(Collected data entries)

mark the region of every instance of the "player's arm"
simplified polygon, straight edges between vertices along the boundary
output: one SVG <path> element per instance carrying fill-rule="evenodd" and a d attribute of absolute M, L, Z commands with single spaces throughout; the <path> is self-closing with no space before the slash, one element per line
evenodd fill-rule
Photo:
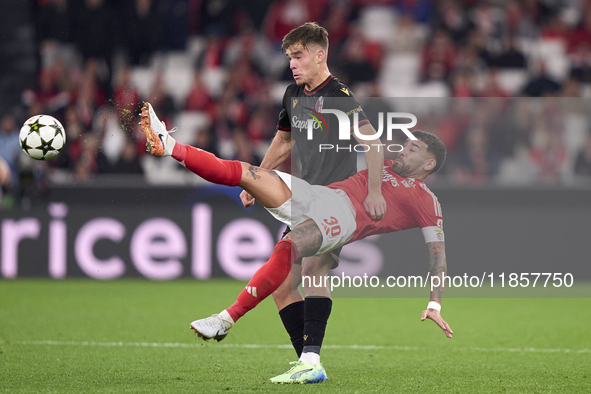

● Problem:
Copy every line of the rows above word for word, leaving the pictures out.

● Complete response:
mark the region of every instance of the "player's arm"
simplified polygon, straight edges between vertices along the boundary
output: one SVG <path> element per instance carrying fill-rule="evenodd" and a d attribute of absolute M, L, Z commands with single spaces throughout; the <path> is self-closing with no space before the slash, one element per line
evenodd fill-rule
Photo:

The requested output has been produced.